#### Text:
Since June, Spain has struggled with another wave of COVID-19, attributed by politicians and health experts mostly to gatherings of younger unvaccinated people. Overall, however, the country has managed to accelerate its vaccination rollout at one of the highest paces in Europe, with about 67% of its population fully vaccinated as of Aug. 24, according to Johns Hopkins University.

Spain’s COVID-19 numbers have improved slightly in August, but several countries have maintained travel restrictions for Ibiza and other parts of Spain.

The Balearic Islands had been the only Spanish destination on Britain’s “green” list of safe destinations. But the U.K. government put the Spanish archipelago back on its amber list in early July, forcing unvaccinated tourists to quarantine when they return to Britain.

#### Your task:
Answer these questions using the text on Spain's COVID-19 situation:
1. What share of Spain's population was fully vaccinated as of Aug. 24, according to Johns Hopkins University?
2. What did politicians and health experts mostly blame for the wave that began in June?
3. Onto which list did the U.K. government put the Balearic Islands back in early July?
These items were taken from a separate source.

[Stored items]
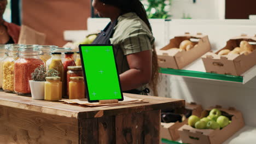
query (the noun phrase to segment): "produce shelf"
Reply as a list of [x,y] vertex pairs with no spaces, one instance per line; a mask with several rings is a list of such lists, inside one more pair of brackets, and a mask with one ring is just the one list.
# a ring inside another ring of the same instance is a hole
[[160,73],[164,74],[179,75],[185,77],[206,79],[218,81],[225,81],[240,83],[243,83],[243,76],[220,75],[217,74],[182,69],[181,70],[168,68],[161,68]]
[[[256,141],[255,134],[256,127],[246,125],[229,139],[226,140],[223,142],[223,144],[254,143],[253,141]],[[178,141],[172,141],[162,139],[162,143],[178,144],[182,143],[181,140],[179,140]]]

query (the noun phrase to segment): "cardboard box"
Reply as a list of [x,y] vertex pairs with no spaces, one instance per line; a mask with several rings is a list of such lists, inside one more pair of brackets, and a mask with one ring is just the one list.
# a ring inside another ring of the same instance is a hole
[[[189,51],[181,51],[179,48],[182,41],[190,40],[197,44]],[[170,43],[156,51],[159,66],[164,68],[181,69],[211,50],[207,35],[197,33],[195,35],[186,33],[185,35],[175,37]]]
[[222,143],[236,131],[245,126],[242,113],[233,107],[222,109],[220,106],[212,107],[202,112],[201,117],[208,115],[211,110],[217,108],[221,111],[228,113],[231,118],[231,122],[222,129],[197,129],[187,124],[178,130],[182,142],[185,143]]
[[[197,105],[195,103],[186,103],[185,109],[192,111],[192,115],[200,117],[202,111],[202,106]],[[176,112],[178,113],[182,113],[183,110],[177,110]],[[188,119],[185,119],[183,122],[178,121],[175,123],[161,123],[160,133],[161,138],[176,141],[179,138],[179,135],[178,129],[182,125],[188,123]]]
[[[219,74],[240,76],[256,64],[256,51],[254,50],[250,54],[228,55],[219,56],[218,52],[224,49],[233,50],[239,47],[242,40],[256,42],[256,35],[248,37],[242,35],[234,38],[226,42],[226,46],[216,53],[207,52],[202,57],[206,72]],[[252,45],[254,50],[256,45]]]

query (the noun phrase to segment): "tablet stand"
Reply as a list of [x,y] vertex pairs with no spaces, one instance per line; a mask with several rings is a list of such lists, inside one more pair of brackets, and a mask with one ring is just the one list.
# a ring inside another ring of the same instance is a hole
[[118,103],[118,99],[100,100],[100,104]]

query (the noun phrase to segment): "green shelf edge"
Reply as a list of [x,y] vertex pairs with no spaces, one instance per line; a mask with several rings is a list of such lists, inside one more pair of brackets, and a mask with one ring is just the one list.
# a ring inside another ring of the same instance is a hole
[[240,76],[221,75],[213,73],[204,73],[192,70],[173,69],[169,68],[160,69],[160,73],[169,75],[175,75],[201,79],[207,79],[220,81],[231,81],[243,83],[243,77]]
[[165,144],[182,144],[182,143],[179,143],[177,141],[170,141],[165,139],[162,139],[162,143]]

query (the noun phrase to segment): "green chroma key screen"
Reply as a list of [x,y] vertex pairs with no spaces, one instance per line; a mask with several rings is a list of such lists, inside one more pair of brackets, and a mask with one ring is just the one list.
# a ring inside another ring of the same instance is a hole
[[79,50],[88,101],[123,100],[113,46],[80,45]]

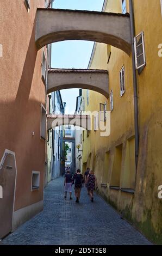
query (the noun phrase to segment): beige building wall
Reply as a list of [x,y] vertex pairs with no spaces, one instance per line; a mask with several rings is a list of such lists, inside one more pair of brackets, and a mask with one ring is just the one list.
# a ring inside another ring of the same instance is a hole
[[[30,2],[28,10],[23,0],[0,2],[0,160],[6,149],[15,154],[15,212],[23,208],[29,212],[28,206],[43,199],[45,140],[40,130],[41,105],[46,107],[46,97],[43,49],[38,52],[35,47],[35,18],[36,8],[44,8],[45,1]],[[44,51],[46,54],[46,47]],[[40,187],[34,191],[31,191],[33,170],[40,172]],[[40,205],[39,210],[42,209]],[[24,214],[19,215],[21,221],[27,218],[28,214],[25,210]]]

#### Expected answer:
1. About 67%.
2. Gatherings of younger unvaccinated people.
3. Its amber list.